Source excerpt
┌──
The FTSE 100 company is supplementing cash flow with the proceeds from the sale of 25pc in its SSEN Transmission business and the lower dividend to fund its five-year, £18bn capital investment drive which forms the core of its enhanced Net Zero Acceleration Programme and underpins goals to grow earnings at a double-digit rate each year out to 2027.

SSE spent 42pc of its CapEx budget on regulated networks, 39pc on renewables and just 7pc on thermal power in fiscal 2022. Going forward renewables will get a 40pc share of the budget, as projects such as offshore wind projects Dogger Bank and Seagreen are advanced.

The dividend cut had been well flagged by chief executive Alistair Phillips-Davies and investors have taken it in their stride, perhaps encouraged by SSE’s target to grow the shareholder distribution by 5pc to 10pc a year from fiscal 2025 onwards.

It also looks prudent given how cash flow was not the strongest last year, thanks to a jump in the capital investment budget and also a £1bn rise in trade receivables, which could be evidence of the utility cutting its customers some slack on their bills.

In the near-term, capital investment in the asset base is its focus, as it seeks to play its part in the UK’s long-term energy security needs and drive to net zero by 2050. It is increasing its CapEx budget, under the terms of its net zero strategy. It now intends to spend £18bn in aggregate by March 2027, rather than £12.5bn by March 2025.

The capital investment project will grow the asset base, as it may select acquisitions, and that in turn is expected to drive compound adjusted earnings per share (EPS) of 13pc to 16pc over the next five years. This is a more aggressive target than management’s first iteration of net zero, which had set out its stall to generate compound annual growth in adjusted EPS of 7pc to 10pc a year. That in turn could help SSE to meet its ambition of growing the rebased dividend.
└──
Work to do
Answer these questions using the passage on SSE's investment plans:
1. What percentage of its CapEx budget did SSE spend on thermal power in fiscal 2022?
2. By how much did SSE's trade receivables rise last year?
3. What range of compound adjusted EPS growth is expected over the next five years?

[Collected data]
┌──
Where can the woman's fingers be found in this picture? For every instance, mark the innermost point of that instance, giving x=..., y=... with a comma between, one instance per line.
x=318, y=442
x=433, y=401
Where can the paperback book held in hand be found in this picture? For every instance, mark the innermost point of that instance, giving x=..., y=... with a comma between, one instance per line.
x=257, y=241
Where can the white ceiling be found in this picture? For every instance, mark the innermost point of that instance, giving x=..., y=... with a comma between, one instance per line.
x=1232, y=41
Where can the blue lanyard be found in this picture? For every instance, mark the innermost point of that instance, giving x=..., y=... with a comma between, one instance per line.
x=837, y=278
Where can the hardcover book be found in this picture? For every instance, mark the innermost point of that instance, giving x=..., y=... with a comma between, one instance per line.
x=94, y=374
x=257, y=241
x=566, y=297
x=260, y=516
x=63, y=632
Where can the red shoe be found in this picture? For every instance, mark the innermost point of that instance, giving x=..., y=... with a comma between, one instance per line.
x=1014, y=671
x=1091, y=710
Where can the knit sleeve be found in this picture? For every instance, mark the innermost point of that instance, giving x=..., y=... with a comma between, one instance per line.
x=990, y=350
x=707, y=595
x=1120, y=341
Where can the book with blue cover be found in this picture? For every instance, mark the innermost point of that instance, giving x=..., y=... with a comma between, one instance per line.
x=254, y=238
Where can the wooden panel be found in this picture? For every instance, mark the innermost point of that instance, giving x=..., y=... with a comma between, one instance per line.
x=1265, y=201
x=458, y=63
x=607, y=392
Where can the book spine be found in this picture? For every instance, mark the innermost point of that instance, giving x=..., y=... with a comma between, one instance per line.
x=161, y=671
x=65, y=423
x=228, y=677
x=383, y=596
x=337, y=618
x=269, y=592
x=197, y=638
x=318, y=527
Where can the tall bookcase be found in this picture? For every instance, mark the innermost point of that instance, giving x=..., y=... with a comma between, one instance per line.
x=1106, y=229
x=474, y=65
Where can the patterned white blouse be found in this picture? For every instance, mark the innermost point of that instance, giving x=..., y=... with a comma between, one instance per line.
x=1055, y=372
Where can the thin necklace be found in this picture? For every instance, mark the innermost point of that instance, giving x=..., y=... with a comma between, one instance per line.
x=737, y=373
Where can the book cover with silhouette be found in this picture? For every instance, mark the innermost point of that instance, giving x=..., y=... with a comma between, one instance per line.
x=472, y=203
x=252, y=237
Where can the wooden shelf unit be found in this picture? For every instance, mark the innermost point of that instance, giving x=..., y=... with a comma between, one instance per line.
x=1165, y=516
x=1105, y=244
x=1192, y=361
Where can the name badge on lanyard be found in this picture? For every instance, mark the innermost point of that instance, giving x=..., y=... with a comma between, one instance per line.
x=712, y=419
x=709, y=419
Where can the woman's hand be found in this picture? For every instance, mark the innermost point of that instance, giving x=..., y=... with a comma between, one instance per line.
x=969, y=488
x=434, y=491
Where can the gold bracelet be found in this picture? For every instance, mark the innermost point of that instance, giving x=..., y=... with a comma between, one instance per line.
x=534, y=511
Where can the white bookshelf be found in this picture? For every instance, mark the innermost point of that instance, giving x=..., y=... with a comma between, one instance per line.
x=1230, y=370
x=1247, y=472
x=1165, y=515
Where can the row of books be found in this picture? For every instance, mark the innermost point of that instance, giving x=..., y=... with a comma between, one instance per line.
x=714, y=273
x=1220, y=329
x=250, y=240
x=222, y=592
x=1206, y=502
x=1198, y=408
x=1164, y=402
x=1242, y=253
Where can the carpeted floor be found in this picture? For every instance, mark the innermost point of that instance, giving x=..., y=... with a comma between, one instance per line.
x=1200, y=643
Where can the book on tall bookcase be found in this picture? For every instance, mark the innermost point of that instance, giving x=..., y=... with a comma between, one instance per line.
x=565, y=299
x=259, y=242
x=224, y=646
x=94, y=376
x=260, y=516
└──
Answer to this task
1. 7pc
2. £1bn
3. 13pc to 16pc